[Document extract Boundary: Start]
Csv tsv parsing

CSV/TSV Parsing¶

URL Path: /secured/filesystem/read-csv-chunk

HTTP Method: POST

Request Query Parameters:

Request Body:

{
    "path" : "/iplant/home/testuser/test-tsv",
    "separator" : "%09",
    "page" : "4",
    "chunk-size" : "400"
}

Response Body:

{ "chunk-size": "238", "csv": [ { "0": "Number of mismatches allowed in each segment alignment for reads mapped independently", "1": "Integer", "2": "2" }, { "0": "Minimum length of read segments", "1": "Integer", "2": "20" }, { "0": "Number of threads", "1": "Integer", "2": "4" }, { "0": "Tophat Version", "1": "TextSelection", "2": "1.4.1" }, { "0": "Bowtie Version", "1": "TextSelection", "2": "0.12.7" } ], "file-size": "1041", "page" : "4", "max-cols": "3", "number-pages": "3", "path": "/iplant/home/testuser/test-tsv", "user": "wregglej" }

CURL Command:

curl -H "$AUTH_HEADER" -d '{"path" : "/iplant/home/testuser/test-tsv", "separator" : "%09", "page" : "4", "chunk-size" : "400"}' http://127.0.0.1:31325/secured/filesystem/read-csv-chunk

JSON Field Descriptions:

path is the path to the file in iRODS that should be parsed as a CSV. Note that there isn't any checking in place to make sure that the file is actually a CSV or TSV. This is because we can't depend on the filetype detection to detect all possible types of CSV files (i.e. tab-delimited, pipe-delimited, hash-delimited, etc.).

page is the page to start at in the file. Your first request should be at page 0 for any file so you can get back the maximum number of pages in the number-pages field.

chunk-size is the size to use when calculating the number of pages that a file contains. This should be in bytes.
[Document extract Boundary: End]
Write the next part of the CSV/TSV parsing documentation, picking up after its last sentence.
[Extracted entries Boundary: Start]
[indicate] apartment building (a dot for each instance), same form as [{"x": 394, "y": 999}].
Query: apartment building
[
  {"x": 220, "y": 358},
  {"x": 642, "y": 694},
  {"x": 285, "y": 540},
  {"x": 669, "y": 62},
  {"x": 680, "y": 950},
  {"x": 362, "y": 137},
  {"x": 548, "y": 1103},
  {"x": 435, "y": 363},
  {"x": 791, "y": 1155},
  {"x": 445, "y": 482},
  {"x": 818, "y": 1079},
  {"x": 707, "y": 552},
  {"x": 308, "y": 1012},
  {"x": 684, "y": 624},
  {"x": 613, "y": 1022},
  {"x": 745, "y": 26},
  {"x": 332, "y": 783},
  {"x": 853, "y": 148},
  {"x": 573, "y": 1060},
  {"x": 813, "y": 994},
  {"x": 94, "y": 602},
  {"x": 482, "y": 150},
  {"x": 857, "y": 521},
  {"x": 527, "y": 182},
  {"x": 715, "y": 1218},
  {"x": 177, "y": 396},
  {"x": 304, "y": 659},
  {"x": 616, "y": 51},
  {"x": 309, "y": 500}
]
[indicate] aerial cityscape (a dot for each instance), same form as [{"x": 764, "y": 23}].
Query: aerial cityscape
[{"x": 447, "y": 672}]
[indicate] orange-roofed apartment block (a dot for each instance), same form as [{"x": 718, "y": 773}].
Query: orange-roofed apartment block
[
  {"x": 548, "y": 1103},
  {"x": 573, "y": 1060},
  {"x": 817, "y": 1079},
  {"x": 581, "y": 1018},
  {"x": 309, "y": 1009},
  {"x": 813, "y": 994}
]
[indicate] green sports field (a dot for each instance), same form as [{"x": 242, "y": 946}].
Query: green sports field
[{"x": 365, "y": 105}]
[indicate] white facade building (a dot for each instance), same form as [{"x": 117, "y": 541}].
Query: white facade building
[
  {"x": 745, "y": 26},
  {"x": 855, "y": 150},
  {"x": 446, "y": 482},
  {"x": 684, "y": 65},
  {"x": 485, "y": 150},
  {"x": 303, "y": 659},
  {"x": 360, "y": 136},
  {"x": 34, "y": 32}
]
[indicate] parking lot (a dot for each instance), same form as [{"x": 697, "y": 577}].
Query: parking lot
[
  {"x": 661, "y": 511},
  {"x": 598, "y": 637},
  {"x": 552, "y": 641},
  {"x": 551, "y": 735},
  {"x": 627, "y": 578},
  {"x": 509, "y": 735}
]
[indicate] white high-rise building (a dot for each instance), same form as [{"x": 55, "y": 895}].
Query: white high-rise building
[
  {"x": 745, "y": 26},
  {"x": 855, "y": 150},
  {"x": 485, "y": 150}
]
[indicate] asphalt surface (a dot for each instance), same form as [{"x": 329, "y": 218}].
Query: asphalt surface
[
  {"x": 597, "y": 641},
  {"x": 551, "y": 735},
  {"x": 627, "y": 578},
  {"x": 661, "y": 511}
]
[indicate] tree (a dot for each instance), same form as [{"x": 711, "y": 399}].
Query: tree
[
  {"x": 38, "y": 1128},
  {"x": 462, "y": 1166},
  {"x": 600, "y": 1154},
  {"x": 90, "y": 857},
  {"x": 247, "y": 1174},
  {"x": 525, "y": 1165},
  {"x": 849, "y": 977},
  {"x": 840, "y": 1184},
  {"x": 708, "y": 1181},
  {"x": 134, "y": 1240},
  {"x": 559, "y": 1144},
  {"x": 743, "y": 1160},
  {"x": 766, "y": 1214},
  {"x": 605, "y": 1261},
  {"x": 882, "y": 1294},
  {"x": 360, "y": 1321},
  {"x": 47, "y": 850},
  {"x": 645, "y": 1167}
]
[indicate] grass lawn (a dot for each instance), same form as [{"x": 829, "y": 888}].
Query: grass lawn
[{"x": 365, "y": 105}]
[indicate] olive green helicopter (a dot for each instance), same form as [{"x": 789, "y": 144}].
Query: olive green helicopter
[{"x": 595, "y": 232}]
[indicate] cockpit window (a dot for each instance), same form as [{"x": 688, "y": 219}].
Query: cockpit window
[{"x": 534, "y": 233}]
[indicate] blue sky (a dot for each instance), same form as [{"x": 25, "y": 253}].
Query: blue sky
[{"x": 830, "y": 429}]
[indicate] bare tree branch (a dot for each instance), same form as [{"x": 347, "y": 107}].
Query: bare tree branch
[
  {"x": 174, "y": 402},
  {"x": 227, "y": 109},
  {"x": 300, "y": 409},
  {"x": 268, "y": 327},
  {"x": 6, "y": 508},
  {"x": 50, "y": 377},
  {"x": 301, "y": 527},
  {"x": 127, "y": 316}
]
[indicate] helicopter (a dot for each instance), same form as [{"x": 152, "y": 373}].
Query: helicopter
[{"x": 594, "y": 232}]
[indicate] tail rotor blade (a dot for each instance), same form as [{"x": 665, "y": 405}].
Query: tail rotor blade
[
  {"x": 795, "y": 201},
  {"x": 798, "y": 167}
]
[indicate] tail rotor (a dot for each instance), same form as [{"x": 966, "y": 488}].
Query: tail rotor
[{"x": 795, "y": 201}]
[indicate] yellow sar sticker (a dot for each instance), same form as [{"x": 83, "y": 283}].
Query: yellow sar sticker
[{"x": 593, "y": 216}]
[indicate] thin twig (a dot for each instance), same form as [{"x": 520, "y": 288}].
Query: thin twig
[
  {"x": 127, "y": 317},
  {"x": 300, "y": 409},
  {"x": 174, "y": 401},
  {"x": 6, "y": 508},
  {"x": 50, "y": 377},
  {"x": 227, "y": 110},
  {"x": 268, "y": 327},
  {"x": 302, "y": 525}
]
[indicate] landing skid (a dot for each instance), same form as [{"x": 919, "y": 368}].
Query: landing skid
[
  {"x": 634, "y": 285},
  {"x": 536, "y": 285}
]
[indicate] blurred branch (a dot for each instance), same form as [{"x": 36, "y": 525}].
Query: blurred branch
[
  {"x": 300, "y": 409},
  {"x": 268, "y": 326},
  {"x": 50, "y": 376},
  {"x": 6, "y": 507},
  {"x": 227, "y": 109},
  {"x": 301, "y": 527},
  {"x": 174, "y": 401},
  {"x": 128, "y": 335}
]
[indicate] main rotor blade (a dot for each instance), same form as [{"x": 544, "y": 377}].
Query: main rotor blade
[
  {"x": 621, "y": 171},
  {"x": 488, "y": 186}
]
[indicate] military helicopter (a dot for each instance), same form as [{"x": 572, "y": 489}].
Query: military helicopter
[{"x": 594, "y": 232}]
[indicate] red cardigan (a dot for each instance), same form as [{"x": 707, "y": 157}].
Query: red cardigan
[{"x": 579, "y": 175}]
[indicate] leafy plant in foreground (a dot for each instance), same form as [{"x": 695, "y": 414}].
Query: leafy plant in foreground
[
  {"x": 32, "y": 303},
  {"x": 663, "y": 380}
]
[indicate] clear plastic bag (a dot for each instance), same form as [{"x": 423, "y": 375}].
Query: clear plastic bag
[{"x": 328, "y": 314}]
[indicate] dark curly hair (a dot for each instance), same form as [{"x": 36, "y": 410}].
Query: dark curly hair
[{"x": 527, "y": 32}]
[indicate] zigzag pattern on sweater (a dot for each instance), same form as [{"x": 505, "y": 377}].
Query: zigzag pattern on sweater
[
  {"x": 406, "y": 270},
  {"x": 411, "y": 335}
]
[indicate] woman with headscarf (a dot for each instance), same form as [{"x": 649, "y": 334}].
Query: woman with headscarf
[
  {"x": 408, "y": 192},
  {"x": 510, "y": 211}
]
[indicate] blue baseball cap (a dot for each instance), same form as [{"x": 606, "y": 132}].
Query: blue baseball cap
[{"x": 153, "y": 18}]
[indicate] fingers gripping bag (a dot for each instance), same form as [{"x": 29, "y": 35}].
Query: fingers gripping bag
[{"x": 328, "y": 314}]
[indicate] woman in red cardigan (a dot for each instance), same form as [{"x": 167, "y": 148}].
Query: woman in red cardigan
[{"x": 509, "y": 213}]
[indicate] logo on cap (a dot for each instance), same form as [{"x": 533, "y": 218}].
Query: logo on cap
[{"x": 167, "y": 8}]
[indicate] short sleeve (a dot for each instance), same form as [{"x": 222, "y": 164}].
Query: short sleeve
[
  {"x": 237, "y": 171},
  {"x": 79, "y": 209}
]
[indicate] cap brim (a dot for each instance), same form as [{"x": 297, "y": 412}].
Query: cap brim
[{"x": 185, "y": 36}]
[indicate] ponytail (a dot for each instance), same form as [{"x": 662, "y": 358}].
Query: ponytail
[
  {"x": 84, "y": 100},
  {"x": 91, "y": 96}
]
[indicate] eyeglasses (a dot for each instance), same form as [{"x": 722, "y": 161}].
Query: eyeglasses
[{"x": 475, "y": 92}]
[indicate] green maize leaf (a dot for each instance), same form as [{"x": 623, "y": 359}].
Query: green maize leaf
[Extracted entries Boundary: End]
*Response box*:
separator is a single character that the CSV parser uses to split fields. Common values are "," and "\t". We don't do any validation on this field so that we can support a wider-range of parsing options. The only constraints on this field is that it needs to be readable as a single char and it must be URL encoded.

Notes and Limitations:

This should work fine with files that use \r\n as the line ending, but it will not work correctly with files that use \r alone. It that case every page returned will be blank.

If the chunk-size is set so that it doesn't cover an entire line, a blank page will be returned.

The code that trims and resizes the pages to end on line breaks will detect '\n' that are embedded in double quoted cells as a line break. This is because we're not tracking opening and closing double quotes across pages. We're looking into ways of doing this, but it isn't in yet.

The URL encoded value for \t characters is '%09', without the quotes. If you aren't sending '%09' for the separator when you're trying to parse a TSV, then you're going to have a bad time.